*Text under study*
● ● ● ● ● ● ●

Author Archives: Fuzzy Panda

Remember When We Were Thriving

For some time now, artists in and around the orbit of the Panda have been quietly exchanging files, fragments, long-form recordings, loops, textures, field recordings, and unfinished ideas. Some of these artists have worked together for years. Some have crossed paths only occasionally through shows, compilations, online exchanges, or overlapping projects. What emerged from these connections is Remember When We Were Thriving, our newest compilation.

The compilation features work from:

  • Chester Hawkins
  • Kreisecho
  • Nathan McLaughlin
  • Beau Finley
  • Michael Hendley
  • TL0741
  • Jardin Grotesk
  • Immanent Voiceless
  • Tag Cloud
  • dedBoi

Spanning ambient music, drone, tape manipulation, modular synthesis, improvised electronics, and other difficult-to-categorize approaches to sound, Remember When We Were Thriving is not a unified genre statement. It’s a document of continued activity, of proof of life, so to speak, in the midst of a society evolving in awful yet predictable ways.

● ● ● ● ● ● ●

*Task set*
(1) Reproduce the compilation announcement verbatim, everything from "For some time" down to "our newest compilation.".
(2) Carry the compilation announcement forward from its final sentence by writing the passage that comes next.
The rows that come next are taken from a separate source and are unrelated to the compilation announcement.

● ● ● ● ● ● ●

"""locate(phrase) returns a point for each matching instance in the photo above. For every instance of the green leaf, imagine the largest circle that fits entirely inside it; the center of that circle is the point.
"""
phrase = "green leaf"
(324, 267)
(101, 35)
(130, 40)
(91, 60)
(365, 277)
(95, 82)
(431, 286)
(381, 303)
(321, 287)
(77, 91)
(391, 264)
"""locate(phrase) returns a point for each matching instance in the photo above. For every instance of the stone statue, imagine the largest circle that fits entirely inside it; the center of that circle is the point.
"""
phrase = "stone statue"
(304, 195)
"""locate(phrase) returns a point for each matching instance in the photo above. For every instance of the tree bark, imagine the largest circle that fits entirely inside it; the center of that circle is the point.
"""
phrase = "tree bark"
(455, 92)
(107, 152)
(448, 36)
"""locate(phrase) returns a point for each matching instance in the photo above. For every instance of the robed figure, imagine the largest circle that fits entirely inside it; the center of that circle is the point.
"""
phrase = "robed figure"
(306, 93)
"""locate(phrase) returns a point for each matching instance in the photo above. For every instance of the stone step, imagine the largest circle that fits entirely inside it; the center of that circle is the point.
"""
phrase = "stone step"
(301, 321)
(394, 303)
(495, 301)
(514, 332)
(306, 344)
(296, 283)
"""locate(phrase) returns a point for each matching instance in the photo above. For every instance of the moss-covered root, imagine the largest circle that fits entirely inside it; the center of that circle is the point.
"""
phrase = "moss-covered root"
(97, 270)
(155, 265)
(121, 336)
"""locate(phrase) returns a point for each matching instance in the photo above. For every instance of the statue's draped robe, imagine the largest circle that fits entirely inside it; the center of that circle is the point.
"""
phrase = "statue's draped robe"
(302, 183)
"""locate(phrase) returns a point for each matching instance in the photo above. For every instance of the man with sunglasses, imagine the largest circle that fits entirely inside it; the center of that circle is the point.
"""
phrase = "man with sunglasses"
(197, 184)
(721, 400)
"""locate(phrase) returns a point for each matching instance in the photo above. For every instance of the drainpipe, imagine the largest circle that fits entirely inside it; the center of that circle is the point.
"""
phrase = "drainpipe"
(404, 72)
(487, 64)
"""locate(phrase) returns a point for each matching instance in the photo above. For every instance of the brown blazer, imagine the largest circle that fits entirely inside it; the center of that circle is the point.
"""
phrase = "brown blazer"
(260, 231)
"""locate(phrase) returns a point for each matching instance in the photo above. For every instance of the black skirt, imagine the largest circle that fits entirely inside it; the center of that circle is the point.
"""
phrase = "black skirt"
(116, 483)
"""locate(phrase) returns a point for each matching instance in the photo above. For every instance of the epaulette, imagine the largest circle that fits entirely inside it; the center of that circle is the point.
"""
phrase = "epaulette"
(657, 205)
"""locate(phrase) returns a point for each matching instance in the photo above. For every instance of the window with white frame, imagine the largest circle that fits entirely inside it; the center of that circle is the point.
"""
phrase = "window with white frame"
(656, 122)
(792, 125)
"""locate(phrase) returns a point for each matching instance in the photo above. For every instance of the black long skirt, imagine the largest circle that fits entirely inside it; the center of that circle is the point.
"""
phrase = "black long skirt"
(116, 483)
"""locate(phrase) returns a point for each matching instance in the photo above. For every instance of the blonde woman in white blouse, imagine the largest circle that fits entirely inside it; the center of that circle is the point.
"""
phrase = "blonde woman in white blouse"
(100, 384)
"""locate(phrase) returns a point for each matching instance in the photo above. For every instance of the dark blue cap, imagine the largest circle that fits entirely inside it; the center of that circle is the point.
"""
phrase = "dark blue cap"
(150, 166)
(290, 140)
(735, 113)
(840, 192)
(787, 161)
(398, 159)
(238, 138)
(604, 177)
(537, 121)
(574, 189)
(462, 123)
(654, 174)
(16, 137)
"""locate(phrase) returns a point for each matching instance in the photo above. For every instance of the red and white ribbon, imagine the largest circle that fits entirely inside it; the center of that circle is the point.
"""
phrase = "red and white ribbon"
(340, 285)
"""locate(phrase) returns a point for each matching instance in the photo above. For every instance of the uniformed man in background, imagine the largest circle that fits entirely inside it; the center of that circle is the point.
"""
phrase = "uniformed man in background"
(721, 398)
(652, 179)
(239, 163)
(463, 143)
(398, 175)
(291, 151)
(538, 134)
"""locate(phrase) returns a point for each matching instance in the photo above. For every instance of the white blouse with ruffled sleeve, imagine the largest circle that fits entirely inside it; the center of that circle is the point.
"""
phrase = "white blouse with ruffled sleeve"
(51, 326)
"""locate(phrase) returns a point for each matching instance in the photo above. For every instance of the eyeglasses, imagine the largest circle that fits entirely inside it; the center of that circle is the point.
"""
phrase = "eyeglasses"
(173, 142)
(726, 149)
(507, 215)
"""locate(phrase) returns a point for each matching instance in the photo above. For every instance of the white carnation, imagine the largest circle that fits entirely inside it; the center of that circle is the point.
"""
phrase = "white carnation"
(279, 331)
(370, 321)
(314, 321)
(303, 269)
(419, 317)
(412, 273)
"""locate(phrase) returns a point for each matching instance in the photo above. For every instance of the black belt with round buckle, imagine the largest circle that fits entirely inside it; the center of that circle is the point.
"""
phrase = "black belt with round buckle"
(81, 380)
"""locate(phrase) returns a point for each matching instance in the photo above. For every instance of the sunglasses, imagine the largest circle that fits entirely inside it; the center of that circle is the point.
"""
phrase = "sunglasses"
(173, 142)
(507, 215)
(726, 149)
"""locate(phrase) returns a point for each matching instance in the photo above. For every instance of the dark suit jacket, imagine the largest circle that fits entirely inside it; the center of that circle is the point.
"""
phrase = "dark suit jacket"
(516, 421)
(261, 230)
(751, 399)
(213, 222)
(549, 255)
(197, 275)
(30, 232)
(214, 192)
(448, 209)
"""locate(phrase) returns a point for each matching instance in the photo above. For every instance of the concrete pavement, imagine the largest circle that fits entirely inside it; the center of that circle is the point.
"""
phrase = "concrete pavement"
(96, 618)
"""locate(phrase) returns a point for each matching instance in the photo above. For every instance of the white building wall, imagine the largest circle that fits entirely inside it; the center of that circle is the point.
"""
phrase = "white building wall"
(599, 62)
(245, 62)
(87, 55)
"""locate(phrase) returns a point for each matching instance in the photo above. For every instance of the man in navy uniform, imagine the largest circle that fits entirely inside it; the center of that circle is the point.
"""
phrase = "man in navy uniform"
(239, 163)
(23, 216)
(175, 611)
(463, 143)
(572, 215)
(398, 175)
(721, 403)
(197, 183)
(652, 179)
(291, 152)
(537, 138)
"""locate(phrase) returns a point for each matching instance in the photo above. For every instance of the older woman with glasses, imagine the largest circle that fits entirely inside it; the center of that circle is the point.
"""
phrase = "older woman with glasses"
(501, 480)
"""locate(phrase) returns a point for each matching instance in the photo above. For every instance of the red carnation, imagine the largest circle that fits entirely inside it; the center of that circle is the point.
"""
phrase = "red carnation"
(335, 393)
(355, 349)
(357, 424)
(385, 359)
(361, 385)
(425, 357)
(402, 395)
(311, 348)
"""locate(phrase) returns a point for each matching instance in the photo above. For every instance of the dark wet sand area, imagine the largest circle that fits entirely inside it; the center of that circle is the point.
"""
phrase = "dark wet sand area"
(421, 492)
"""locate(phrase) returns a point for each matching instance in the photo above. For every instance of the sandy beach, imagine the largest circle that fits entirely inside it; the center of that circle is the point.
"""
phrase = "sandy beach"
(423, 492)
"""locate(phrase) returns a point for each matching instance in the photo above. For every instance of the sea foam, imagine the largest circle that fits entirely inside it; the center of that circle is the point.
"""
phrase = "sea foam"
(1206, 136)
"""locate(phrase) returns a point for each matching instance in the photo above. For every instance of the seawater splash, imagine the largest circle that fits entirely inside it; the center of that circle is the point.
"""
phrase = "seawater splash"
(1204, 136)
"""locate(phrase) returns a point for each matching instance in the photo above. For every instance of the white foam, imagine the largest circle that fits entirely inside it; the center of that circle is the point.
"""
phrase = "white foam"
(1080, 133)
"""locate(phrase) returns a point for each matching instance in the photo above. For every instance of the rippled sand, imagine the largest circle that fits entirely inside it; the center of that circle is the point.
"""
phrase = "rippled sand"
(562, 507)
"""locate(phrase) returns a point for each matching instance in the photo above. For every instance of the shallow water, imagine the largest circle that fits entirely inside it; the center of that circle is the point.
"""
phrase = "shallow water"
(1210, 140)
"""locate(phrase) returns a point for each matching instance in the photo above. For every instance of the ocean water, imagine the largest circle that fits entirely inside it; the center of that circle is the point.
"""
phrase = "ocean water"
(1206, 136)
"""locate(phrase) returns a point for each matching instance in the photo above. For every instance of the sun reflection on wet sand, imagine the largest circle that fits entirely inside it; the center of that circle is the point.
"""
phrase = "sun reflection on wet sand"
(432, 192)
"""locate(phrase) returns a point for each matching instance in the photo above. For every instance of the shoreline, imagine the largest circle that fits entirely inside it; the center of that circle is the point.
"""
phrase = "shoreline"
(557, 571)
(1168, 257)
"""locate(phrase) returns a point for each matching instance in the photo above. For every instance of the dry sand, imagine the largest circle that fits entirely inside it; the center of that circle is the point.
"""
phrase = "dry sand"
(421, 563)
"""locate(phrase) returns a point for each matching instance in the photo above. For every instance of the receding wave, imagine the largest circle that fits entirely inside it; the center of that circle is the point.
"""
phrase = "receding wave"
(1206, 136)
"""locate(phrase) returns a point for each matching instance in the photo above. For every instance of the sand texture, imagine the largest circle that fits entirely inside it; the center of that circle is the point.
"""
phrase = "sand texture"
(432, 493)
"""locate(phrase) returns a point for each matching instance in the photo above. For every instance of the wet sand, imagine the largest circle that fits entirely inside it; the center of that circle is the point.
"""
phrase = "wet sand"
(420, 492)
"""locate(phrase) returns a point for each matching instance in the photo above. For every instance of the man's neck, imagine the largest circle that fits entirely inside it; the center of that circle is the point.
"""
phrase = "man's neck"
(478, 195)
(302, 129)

● ● ● ● ● ● ●

*Task answers*
(1)
For some time now, artists in and around the orbit of the Panda have been quietly exchanging files, fragments, long-form recordings, loops, textures, field recordings, and unfinished ideas. Some of these artists have worked together for years. Some have crossed paths only occasionally through shows, compilations, online exchanges, or overlapping projects. What emerged from these connections is Remember When We Were Thriving, our newest compilation.

(2)
Some tracks are dense and slow-moving. Others are brittle, unstable, or nearly evaporative. Across the compilation are recurring themes of memory, duration, interference, repetition, collapse, and persistence.

Remember When We Were Thriving continues that tradition while reflecting the particular atmosphere of the present moment: fragmented scenes, isolated creative practices, and the strange endurance of underground music communities long after they stop being visible from the outside.

The compilation will be available on our Bandcamp: https://fuzzypanda.bandcamp.com/.

RANGELAND by Mule Death

Rangeland is out now. This droning and doomy release by Mule Death stretches across the open plain like a giant land octopus leaving only desolation where once the tentacles squiggled.

This EP is an excellent follow-up to Symmetry. Mark Sharpe explores some different, more oppressive landscapes. With just one 14-minute track, this will quench your thirst for long songs and short EPs. And if you like drone, post rock, and minimalism, you’ll really like this piece.

new MULE DEATH coming

We’re excited to announce Mule Death’s followup to 2017’s Symmetry. That EP was one 24-minute synth-laden sojourn into claustrophobia, possibly on a large ship.

The new EP, titled Rangeland, finds Mark Sharpe on the plains of Alliance, Nebraska. We expect it to be out early next month. You can stream Symmetry below.

Isolation

18 tracks. 90+ minutes of music. All for a good cause.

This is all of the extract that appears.